Which lines of the records contain the word "spire"? Show each of them.

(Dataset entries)
^^^^

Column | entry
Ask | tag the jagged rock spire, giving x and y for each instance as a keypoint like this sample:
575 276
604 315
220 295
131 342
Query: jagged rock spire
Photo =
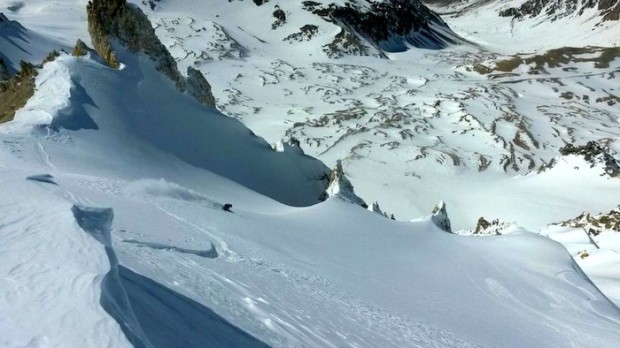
440 217
340 186
80 49
132 28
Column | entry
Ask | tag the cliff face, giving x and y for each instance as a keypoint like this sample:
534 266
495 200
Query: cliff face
609 9
115 19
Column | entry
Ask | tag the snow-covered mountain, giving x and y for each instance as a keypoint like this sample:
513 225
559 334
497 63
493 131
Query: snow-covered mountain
163 184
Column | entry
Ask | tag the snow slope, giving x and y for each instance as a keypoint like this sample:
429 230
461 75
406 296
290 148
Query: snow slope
121 154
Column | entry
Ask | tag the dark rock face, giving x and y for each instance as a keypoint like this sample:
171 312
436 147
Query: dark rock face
307 32
341 187
609 9
594 154
16 90
391 25
80 49
280 17
440 217
485 227
199 87
115 19
595 224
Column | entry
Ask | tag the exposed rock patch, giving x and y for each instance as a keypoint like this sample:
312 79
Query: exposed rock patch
15 91
593 153
595 224
494 227
280 18
80 49
115 19
608 9
305 33
440 217
340 186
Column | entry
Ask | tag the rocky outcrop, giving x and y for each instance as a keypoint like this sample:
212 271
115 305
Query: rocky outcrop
340 186
199 87
305 33
594 154
280 18
4 71
391 25
80 49
440 217
16 90
608 9
493 228
117 20
595 224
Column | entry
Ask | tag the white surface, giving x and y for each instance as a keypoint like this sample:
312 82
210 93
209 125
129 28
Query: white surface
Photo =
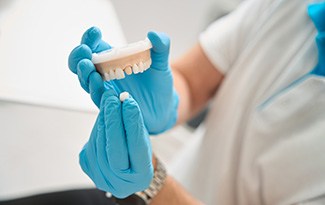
36 38
182 20
120 52
124 96
39 145
39 149
253 153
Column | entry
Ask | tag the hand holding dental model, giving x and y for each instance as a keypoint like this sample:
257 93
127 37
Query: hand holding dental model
118 155
151 87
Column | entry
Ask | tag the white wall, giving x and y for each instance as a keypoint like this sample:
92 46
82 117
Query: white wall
182 20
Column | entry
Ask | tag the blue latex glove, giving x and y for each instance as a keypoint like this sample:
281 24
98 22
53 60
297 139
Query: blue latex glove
153 89
316 12
118 155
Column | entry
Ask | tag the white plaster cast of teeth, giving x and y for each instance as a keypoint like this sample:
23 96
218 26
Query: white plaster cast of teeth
124 96
113 63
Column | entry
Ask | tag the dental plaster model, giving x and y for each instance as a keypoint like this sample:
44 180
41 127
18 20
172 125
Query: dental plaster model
113 63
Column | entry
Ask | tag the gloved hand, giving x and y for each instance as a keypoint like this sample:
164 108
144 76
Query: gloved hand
153 89
316 12
118 155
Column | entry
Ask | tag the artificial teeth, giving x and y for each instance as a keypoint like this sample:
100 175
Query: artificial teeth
128 70
119 73
135 69
112 74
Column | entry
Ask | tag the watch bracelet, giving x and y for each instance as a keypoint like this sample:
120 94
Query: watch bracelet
156 184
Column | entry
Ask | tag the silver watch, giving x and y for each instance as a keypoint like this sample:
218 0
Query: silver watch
156 184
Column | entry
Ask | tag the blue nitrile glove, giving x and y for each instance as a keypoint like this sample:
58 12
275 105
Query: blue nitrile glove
316 12
153 89
118 155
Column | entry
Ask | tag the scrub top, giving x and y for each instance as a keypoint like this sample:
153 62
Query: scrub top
264 138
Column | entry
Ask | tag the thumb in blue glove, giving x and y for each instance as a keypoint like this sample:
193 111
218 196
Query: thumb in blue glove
153 89
118 155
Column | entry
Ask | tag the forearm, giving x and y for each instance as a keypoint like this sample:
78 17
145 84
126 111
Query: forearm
196 81
173 193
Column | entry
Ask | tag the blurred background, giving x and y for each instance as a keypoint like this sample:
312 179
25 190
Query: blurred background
45 116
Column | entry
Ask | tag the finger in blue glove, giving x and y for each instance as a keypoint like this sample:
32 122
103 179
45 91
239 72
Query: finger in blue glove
118 155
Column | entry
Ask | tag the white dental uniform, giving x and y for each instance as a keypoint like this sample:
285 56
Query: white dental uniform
264 140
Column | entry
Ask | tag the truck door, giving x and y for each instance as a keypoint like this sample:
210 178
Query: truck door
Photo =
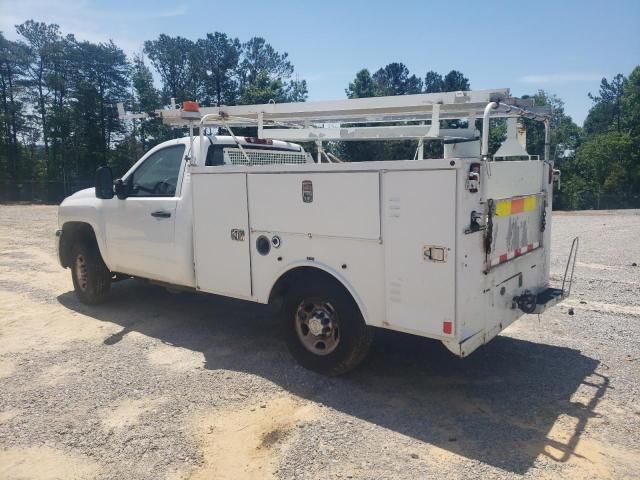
419 238
221 233
140 230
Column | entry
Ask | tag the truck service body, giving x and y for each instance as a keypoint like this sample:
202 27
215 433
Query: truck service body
454 249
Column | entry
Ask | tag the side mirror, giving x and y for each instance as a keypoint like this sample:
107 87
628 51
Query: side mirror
121 188
104 183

^^^^

### ANSWER SECTION
Ask | tag the jagged rock spire, giving x and y for each instance as a keypoint like this sample:
Query: jagged rock spire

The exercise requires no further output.